(Excerpts from bounding box data)
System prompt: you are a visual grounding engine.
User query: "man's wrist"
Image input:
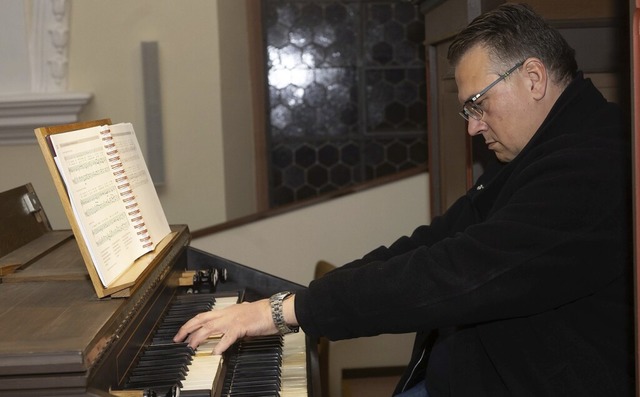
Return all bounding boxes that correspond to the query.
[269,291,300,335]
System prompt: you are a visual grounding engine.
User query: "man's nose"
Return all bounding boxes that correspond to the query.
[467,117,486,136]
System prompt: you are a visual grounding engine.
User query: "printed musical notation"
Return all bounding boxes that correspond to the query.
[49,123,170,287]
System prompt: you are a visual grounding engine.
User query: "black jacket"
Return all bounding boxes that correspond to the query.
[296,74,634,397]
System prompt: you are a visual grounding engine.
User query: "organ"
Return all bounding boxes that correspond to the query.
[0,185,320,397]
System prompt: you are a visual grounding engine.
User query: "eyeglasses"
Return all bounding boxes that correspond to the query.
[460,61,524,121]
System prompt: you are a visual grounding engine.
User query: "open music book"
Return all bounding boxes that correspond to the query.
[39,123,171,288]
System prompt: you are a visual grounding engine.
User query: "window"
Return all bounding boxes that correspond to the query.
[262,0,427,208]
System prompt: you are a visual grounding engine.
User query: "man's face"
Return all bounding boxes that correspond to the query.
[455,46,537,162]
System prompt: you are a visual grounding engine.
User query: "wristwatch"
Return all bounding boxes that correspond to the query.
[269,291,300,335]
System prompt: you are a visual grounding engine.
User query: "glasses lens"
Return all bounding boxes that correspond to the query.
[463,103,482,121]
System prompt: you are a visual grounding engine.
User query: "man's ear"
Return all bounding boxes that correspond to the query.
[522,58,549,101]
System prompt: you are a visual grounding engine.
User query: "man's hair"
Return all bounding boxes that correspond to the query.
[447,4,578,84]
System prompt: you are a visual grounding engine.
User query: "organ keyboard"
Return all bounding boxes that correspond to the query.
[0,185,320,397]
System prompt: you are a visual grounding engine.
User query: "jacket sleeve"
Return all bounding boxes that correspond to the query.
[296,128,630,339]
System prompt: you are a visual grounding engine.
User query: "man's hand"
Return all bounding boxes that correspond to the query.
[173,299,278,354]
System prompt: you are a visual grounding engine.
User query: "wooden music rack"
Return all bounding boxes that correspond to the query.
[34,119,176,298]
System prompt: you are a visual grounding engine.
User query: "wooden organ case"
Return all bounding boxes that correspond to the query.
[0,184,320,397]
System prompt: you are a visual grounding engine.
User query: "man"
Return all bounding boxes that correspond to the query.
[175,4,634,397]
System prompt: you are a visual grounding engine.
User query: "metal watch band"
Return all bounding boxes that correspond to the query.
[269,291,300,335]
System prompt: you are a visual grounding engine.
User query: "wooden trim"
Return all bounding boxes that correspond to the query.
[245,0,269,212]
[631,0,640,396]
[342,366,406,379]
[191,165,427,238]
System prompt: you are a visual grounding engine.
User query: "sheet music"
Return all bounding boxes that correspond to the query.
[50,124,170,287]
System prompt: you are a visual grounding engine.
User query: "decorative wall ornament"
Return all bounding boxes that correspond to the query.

# STATED PROBLEM
Render every line of the material above as a Markdown table with two columns, "Number" for the row number and "Entry" for the line. Skip blank lines, and leave the pictures out.

# WRITTEN ANSWER
| Number | Entry |
|---|---|
| 1 | System prompt: you are a visual grounding engine. |
| 2 | User query: "man's wrist" |
| 3 | Image input: |
| 4 | Return all bounding boxes that correspond to the query. |
| 5 | [269,291,300,335] |
| 6 | System prompt: you are a visual grounding engine. |
| 7 | User query: "man's nose" |
| 8 | Return all bounding boxes that correspond to the query. |
| 9 | [467,117,486,136] |
| 10 | System prompt: you are a visual grounding engine. |
| 11 | User query: "printed musical notation" |
| 12 | Return all bounding boxes that correspond to the query. |
| 13 | [49,123,170,287] |
| 14 | System prompt: you are a visual grounding engine. |
| 15 | User query: "black jacket" |
| 16 | Return all bounding boxes that correspond to the query. |
| 17 | [296,74,634,397] |
| 18 | System prompt: you are a visual grounding engine. |
| 19 | User query: "organ" |
| 20 | Return all bounding boxes that correspond to the query. |
| 21 | [0,185,320,397] |
| 22 | System prompt: you are a visual grounding engine. |
| 23 | User query: "eyeglasses" |
| 24 | Return all bounding boxes that correspond to the query. |
| 25 | [460,61,524,121] |
| 26 | System prompt: you are a visual grounding engine. |
| 27 | User query: "open music book" |
| 28 | Return all bounding boxes that correspond to the query. |
| 29 | [39,123,171,288] |
| 30 | System prompt: you are a visual grounding engine. |
| 31 | User query: "window" |
| 32 | Return all bounding boxes that correspond to the query. |
| 33 | [262,0,427,208] |
| 34 | System prompt: you are a visual grounding engine. |
| 35 | User query: "man's face" |
| 36 | Return all bounding boxes that correspond to the query. |
| 37 | [455,46,537,162] |
| 38 | System prompt: you are a visual grounding engine. |
| 39 | User query: "wristwatch" |
| 40 | Return all bounding boxes that correspond to the query. |
| 41 | [269,291,300,335] |
| 42 | System prompt: you are a visual grounding engine. |
| 43 | User query: "glasses lens" |
| 44 | Return all bounding boxes that correspond to the query. |
| 45 | [463,103,482,121] |
| 46 | System prompt: you are a visual grounding engine. |
| 47 | User query: "man's ear" |
| 48 | Return all bounding boxes that correspond to the query. |
| 49 | [522,58,549,101] |
| 50 | System prompt: you are a visual grounding engine. |
| 51 | User query: "man's hair" |
| 52 | Return all bounding boxes that correspond to the query. |
| 53 | [447,4,578,84] |
| 54 | System prompt: you are a visual grounding engine. |
| 55 | User query: "organ keyboard" |
| 56 | Return all bounding boxes that correspond to the query. |
| 57 | [0,185,320,397] |
| 58 | System prompt: you are a visual grounding engine. |
| 59 | User query: "jacket sleeve" |
| 60 | Return all bounding boxes that correspond to the query. |
| 61 | [296,128,630,339] |
| 62 | System prompt: you are a visual grounding engine. |
| 63 | User query: "man's hand" |
| 64 | Return all bounding boxes that correspond to the query. |
| 65 | [173,299,278,354] |
| 66 | System prompt: you are a visual grounding engine. |
| 67 | User query: "wooden music rack" |
| 68 | Return all bounding boxes that correspond to the query. |
| 69 | [34,119,176,298] |
| 70 | System prompt: you are a visual grounding engine. |
| 71 | User query: "wooden organ case" |
| 72 | Return all bounding boxes that correspond to the query. |
| 73 | [0,184,320,397] |
| 74 | System prompt: you are a visual grounding engine. |
| 75 | User query: "man" |
| 76 | Return all bounding boxes that correspond to the query. |
| 77 | [175,4,634,397] |
| 78 | System prompt: you are a visual grounding engine. |
| 79 | User query: "metal watch band" |
| 80 | Return all bounding boxes that correspond to the query. |
| 81 | [269,291,300,335] |
| 82 | System prompt: you are a visual grounding engine. |
| 83 | User query: "wooden trim" |
| 84 | Return all bounding boxes that correspond to the query. |
| 85 | [245,0,269,212] |
| 86 | [631,0,640,396] |
| 87 | [342,366,406,379] |
| 88 | [191,165,427,238] |
| 89 | System prompt: you are a visual grounding engine. |
| 90 | User query: "sheet music" |
| 91 | Return all bounding boxes that correspond to the query. |
| 92 | [50,124,170,287] |
| 93 | System prompt: you are a visual grounding engine. |
| 94 | User query: "decorative wall ornament" |
| 95 | Return all bounding boxes that correspond to the query. |